What you have to do
Recast the items below as a numbered list, leaving out any blank lines.

Material supplied

------------------------------------------------------------

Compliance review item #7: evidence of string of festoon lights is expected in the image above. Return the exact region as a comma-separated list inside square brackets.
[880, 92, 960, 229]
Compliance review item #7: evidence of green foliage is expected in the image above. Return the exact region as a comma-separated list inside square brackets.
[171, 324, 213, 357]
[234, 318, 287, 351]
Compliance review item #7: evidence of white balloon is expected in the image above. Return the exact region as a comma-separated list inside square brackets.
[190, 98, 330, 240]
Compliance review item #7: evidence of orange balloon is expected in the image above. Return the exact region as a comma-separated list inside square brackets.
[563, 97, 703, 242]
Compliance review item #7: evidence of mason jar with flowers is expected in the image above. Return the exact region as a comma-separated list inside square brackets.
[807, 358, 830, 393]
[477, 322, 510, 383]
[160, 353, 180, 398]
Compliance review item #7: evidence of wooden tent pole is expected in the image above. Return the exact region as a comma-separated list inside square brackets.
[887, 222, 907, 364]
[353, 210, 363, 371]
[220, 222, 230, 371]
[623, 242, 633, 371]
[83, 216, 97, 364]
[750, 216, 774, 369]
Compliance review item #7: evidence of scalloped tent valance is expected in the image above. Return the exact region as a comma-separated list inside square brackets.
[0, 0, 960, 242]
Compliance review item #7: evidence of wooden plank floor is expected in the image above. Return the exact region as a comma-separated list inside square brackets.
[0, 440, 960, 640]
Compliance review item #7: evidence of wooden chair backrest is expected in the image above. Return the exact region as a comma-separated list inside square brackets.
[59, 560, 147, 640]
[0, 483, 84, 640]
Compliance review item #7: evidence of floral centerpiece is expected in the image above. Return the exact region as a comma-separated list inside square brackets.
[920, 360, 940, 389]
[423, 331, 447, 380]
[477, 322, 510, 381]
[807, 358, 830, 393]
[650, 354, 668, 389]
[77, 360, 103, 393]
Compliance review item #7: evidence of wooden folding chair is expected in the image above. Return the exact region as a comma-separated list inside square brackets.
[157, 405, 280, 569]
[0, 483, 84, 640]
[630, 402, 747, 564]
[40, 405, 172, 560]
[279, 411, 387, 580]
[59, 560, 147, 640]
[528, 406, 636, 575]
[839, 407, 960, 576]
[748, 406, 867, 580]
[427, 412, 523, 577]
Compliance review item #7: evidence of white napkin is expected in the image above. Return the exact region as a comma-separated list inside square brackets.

------------------------------------------------------------

Exercise result
1. Compliance review item #7: evidence of string of festoon lights is expected in the image above. Return the exact region as a comma-separated list inside square brackets.
2. [880, 92, 960, 229]
3. Compliance review item #7: evidence of green foliage is expected in the image above. Return the exact region as a comma-separated list inside square brackets.
4. [171, 324, 213, 357]
5. [234, 318, 287, 351]
6. Compliance review item #7: evidence of white balloon is expected in the image above. Return the exact region as a comma-separated list inside square brackets.
7. [190, 98, 330, 240]
8. Compliance review item #7: evidence of orange balloon is expected in the image above. Return the exact region as a comma-separated list inside square brackets.
9. [563, 97, 703, 242]
10. Compliance review item #7: evidence of mason jar with flowers is expected in the image above. Return the exact region as a comma-separated list inside square brackets.
11. [807, 358, 830, 393]
12. [477, 322, 510, 383]
13. [160, 353, 180, 398]
14. Compliance review item #7: evidence of wooden tent pole is expected in the image above. Return the exact region as a comma-separated list inside square brackets.
15. [887, 222, 907, 364]
16. [353, 210, 363, 371]
17. [220, 222, 230, 371]
18. [623, 242, 633, 371]
19. [83, 216, 97, 364]
20. [750, 216, 774, 369]
21. Compliance review item #7: evidence of scalloped tent valance is expected in the image above. Return the exact region as a comma-separated list inside square brackets.
22. [0, 0, 960, 242]
23. Compliance review item #7: evidence of wooden plank floor is expected in the image above. Return the exact region as a comma-separated list inside square brackets.
24. [0, 440, 960, 640]
25. Compliance review item #7: evidence of wooden chair backrest is expected in the image above. Return the exact region as a comma-separated list inside square brackets.
26. [59, 560, 147, 640]
27. [0, 483, 84, 640]
28. Compliance review item #7: evidence of floral centerpiece is expected in the image above. Return the exact region as a comma-separated list inside square brackets.
29. [920, 360, 940, 389]
30. [423, 331, 447, 380]
31. [477, 322, 510, 381]
32. [807, 358, 830, 393]
33. [650, 354, 668, 389]
34. [77, 360, 103, 393]
35. Compliance review item #7: evidence of wooden folding chair is expected in the image above. Return the exact region as a comma-separated list inside square brackets.
36. [157, 405, 280, 569]
37. [0, 483, 84, 640]
38. [630, 402, 747, 564]
39. [40, 405, 172, 560]
40. [279, 411, 387, 580]
41. [59, 560, 147, 640]
42. [528, 406, 636, 575]
43. [839, 407, 960, 576]
44. [748, 406, 867, 580]
45. [427, 412, 523, 577]
46. Compliance review item #7: evidence of white napkin is expected in the image above. Return the exact region as a comma-separated list inside square brackets.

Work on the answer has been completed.